◆ What the exercise asks
How would the NRRD file format description below go on after its last sentence? Write that continuation.

The general format of a NRRD file (with attached header) is:

NRRD000X
<field>: <desc>
<field>: <desc>
# <comment>
...
<field>: <desc>
<key>:=<value>
<key>:=<value>
<key>:=<value>
# <comment>

<data><data><data><data><data><data>...

The very first line contains nothing but the NRRD "magic". The magic is what identifies the file as a NRRD file, for the benefit of readers that have to handle multiple file formats. For NRRD files, the first four characters are always "NRRD", and the remaining characters give information about the file format version. The "X" in "NRRD000X" identifies which version of the file format is being used. As new features have been added to the format, the X as been incremented to ensure that readers in old binaries don't try to parse newer headers. Briefly, the different magics are:

  • NRRD0001: (and NRRD00.01 for circa 1998 files) original and most basic version
  • NRRD0002: added key/value pairs
  • NRRD0003: added "kinds:" field,
  • NRRD0004: added "thicknesses:" and "sample units" fields, general space and orientation information ("space:", "space dimension:", "space directions:", "space origin:", and "space units:" fields) , and the ability for the "data file:" field to identify multiple data files.
  • NRRD0005: added "measurement frame:" field (should have been figured out for NRRD0004).

1.2 Basic header structure

Because the NRRD format uses a multi-line text header, some mention should be made of what exactly a line is. When Windows (and sometimes Cygwin) creates a text file, each line is terminated by a pair of characters, "\r\n". When everyone else creates a text file, each line is terminated by just "\n". NRRD readers must be able to handle both types of line terminations; NRRD writers can use one or the other or both. The line termination is ignored once the line has been read from file, so when the description herein says "the line contains ...", it is referring to everything prior to the character(s) comprising the line termination. In the current definition of the format, there is no limit to how long a line can be. The content, labels, key/value pairs, and comment fields (described below) allow for arbitrarily long strings. ASCII encoding is assumed for the NRRD header.

◆ Supplied information
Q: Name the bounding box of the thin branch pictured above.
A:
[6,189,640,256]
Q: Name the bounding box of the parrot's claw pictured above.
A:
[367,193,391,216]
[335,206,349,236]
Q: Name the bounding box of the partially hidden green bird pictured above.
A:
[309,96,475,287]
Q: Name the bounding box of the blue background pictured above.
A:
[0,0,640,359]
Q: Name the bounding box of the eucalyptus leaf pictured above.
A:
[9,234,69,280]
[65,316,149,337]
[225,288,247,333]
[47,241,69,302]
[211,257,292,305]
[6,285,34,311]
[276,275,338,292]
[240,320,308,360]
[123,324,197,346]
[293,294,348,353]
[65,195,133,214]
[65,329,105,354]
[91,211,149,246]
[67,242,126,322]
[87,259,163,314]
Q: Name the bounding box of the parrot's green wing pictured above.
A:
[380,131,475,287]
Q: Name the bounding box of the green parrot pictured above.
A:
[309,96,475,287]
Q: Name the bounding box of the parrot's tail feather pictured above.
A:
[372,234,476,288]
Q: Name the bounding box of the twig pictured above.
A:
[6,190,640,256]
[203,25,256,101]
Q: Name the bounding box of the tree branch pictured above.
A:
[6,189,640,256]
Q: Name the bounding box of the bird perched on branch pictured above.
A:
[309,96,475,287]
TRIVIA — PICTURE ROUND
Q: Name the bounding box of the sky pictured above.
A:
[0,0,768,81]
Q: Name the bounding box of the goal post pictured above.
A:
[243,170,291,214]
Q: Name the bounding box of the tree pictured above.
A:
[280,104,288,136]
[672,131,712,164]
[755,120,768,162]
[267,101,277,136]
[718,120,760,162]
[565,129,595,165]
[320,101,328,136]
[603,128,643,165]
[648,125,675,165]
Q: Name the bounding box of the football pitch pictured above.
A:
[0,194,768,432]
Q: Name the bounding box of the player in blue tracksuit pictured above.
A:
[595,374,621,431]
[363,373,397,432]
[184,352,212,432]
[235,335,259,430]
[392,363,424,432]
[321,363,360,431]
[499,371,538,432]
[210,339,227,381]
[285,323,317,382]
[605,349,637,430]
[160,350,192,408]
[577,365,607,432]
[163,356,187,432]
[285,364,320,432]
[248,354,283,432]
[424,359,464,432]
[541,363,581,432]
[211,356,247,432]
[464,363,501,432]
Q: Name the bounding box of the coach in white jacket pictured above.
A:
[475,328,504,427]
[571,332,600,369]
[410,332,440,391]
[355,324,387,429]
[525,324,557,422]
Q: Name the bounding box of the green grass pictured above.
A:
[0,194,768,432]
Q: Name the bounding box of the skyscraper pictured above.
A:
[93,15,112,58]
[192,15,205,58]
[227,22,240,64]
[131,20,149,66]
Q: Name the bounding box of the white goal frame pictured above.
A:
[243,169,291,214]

◆ Exercise result
Each of the "<field>: <desc>" lines specifies information about one of the fields in the nrrd. Each of these lines is called a "field specification", or more loosely, a "field". Each field specification is contained in exactly one line. Each field specification may appear no more than once in the nrrd header. All the field specifications have the same structure: a string "<field>" identifying the field (called the field identifier), then a colon followed by a single space ": ", and then the information describing the field "<desc>" (called the field descriptor). All field identifiers are case insensitive. Many of the field descriptors are also case insensitive, the exceptions are the field descriptors containing strings: the content, labels, units, space units, and sample units fields. Whitespace (that is not part of the previous line's termination) is not allowed before a field identifier. Extra whitespace after the field descriptor and before the line termination is ignored.

Each of the "<key>:=<value>" lines specifies a key/value pair in the nrrd. These can appear in NRRD0002 (and higher version) files, but not NRRD0001 files. The key and value strings are delimited by the first ":=" to appear on the line: any spaces before or after ":=" are assumed part of the key or value, respectively. The length of the key string must be at least one character, the value string can be zero-length. Because both the key and value must appear on exactly one line, a minimal escaping scheme is required, which readers must interpret and writers must generate:

  • "\n" signifies a new line, as defined by the '\n' character constant in C
  • "\\" signifies the backslash character, the '\\' character constant in C.
If a key is repeated more than once, the value in the last key/value pair is the only one stored. The substring ":=" is not allowed in the key string. Key/value pair specifications can be interspersed in any order among the comments and field specifications.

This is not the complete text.